Petunjuk Pengerjaan -
Ganti nama "Nabi Shalih" menjadi "Nabi Saleh" lalu tulis ulang bagian teks tentang kaum Tsamud. Mulai dari kalimat yang memuat "Tsamud adalah kaum" dan berhenti setelah "kejujuran dan amanahnya.".

Tsamud adalah kaum Ad kedua. Mereka merupakan bangsa Arab dari kalangan ‘aribah. Mereka tinggal di al-Hijr dan sekitarnya, antara Hijaz dan Tabuk.
Mereka adalah peternak yang memiliki banyak ternak. Mereka juga petani yang memiliki lahan dan tanaman yang subur. Nikmat-nikmat datang kepada mereka silih berganti. Mereka membangun istana-istana yang megah di dataran rendah dan memahat gunung-gunung dengan mahir untuk tempat tinggal. Namun mereka mengingkari dan mengufuri nikmat-nikmat Allah itu. Mereka menyembah berhala. Oleh karena itu, Allah mengutus kepada mereka Nabi Shalih yang berasal dari kabilah mereka. Mereka mengetahui nasab dan kedudukan Nabi Shalih, keutamaan dan kesempurnaannya, serta kejujuran dan amanahnya.

Data yang Diambil -
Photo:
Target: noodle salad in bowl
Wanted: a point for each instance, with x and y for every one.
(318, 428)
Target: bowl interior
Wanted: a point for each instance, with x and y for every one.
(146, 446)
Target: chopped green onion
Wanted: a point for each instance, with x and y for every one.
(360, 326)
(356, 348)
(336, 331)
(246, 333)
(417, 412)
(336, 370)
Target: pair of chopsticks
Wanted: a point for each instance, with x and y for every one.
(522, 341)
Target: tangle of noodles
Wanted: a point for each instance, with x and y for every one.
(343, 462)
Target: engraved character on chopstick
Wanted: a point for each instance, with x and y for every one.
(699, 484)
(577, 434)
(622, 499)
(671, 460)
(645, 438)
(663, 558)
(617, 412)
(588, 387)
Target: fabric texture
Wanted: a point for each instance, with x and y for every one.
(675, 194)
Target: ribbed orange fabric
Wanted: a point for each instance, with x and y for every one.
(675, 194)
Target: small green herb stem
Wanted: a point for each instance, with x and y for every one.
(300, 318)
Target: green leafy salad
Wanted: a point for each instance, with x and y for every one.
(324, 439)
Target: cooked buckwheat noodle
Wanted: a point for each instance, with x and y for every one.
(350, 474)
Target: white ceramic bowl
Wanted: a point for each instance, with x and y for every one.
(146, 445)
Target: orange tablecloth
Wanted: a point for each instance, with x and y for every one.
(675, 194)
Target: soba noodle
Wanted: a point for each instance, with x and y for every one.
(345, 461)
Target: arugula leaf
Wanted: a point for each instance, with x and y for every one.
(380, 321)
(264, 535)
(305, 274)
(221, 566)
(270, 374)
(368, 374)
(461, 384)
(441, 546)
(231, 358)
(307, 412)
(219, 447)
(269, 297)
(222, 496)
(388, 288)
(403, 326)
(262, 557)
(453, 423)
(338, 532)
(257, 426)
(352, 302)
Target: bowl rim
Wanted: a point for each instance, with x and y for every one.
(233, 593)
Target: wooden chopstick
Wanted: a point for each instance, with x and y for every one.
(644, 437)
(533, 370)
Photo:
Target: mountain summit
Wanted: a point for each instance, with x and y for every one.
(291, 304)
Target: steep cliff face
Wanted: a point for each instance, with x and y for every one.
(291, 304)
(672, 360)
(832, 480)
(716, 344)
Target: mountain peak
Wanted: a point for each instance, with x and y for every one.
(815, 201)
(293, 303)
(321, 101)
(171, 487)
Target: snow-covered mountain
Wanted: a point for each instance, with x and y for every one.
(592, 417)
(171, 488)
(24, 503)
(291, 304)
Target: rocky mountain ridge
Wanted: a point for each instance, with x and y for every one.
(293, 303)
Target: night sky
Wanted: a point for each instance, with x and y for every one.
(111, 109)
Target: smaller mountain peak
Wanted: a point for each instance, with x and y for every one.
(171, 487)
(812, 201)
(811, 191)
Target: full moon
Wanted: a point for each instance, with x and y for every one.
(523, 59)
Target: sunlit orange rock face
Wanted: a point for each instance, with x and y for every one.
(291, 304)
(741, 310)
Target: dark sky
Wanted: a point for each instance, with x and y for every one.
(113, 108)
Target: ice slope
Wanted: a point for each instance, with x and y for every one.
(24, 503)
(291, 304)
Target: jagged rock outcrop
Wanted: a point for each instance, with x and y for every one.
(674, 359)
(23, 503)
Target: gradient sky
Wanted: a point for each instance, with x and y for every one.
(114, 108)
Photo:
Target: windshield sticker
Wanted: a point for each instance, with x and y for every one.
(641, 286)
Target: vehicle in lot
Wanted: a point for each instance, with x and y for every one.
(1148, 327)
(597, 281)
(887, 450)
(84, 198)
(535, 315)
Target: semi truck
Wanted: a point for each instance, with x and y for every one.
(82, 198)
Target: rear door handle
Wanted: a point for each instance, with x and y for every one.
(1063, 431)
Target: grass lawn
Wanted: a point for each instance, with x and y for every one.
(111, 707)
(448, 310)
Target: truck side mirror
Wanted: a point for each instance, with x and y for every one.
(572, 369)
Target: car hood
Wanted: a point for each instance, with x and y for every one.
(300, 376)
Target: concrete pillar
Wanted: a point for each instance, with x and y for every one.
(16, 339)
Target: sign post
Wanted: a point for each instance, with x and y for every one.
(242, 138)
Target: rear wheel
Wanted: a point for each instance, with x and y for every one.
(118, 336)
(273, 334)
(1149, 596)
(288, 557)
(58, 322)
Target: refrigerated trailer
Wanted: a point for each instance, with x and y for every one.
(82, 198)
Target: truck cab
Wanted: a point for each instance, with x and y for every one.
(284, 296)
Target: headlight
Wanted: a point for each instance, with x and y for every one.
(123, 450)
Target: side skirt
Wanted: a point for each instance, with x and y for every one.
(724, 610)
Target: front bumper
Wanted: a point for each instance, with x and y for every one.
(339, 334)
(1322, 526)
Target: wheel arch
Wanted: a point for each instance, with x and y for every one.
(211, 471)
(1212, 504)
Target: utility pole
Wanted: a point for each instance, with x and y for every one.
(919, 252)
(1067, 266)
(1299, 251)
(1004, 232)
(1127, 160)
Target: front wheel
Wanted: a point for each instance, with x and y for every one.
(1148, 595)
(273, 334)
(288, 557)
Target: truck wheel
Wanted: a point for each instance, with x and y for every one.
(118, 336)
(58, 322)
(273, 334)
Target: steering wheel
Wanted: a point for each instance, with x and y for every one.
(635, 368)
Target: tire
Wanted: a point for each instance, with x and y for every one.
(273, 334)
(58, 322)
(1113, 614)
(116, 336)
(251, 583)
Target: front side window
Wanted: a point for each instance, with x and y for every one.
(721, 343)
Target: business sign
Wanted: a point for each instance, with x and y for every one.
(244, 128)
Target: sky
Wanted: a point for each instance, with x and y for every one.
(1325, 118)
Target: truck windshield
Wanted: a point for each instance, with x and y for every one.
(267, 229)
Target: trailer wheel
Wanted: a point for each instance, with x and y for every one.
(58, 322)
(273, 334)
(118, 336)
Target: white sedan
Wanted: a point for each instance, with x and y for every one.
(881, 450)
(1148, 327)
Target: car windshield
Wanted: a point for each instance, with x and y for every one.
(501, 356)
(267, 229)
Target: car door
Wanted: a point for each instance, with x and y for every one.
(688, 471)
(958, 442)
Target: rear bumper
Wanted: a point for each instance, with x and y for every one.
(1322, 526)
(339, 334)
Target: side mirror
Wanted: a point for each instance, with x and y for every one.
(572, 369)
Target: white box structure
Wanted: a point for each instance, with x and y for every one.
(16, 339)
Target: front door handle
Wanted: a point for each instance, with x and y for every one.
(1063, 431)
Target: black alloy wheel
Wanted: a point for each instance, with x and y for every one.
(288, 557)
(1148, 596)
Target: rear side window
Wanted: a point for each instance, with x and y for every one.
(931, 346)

Hasilnya -
Tsamud adalah kaum Ad kedua. Mereka merupakan bangsa Arab dari kalangan ‘aribah. Mereka tinggal di al-Hijr dan sekitarnya, antara Hijaz dan Tabuk.
Mereka adalah peternak yang memiliki banyak ternak. Mereka juga petani yang memiliki lahan dan tanaman yang subur. Nikmat-nikmat datang kepada mereka silih berganti. Mereka membangun istana-istana yang megah di dataran rendah dan memahat gunung-gunung dengan mahir untuk tempat tinggal. Namun mereka mengingkari dan mengufuri nikmat-nikmat Allah itu. Mereka menyembah berhala. Oleh karena itu, Allah mengutus kepada mereka Nabi Saleh yang berasal dari kabilah mereka. Mereka mengetahui nasab dan kedudukan Nabi Saleh, keutamaan dan kesempurnaannya, serta kejujuran dan amanahnya.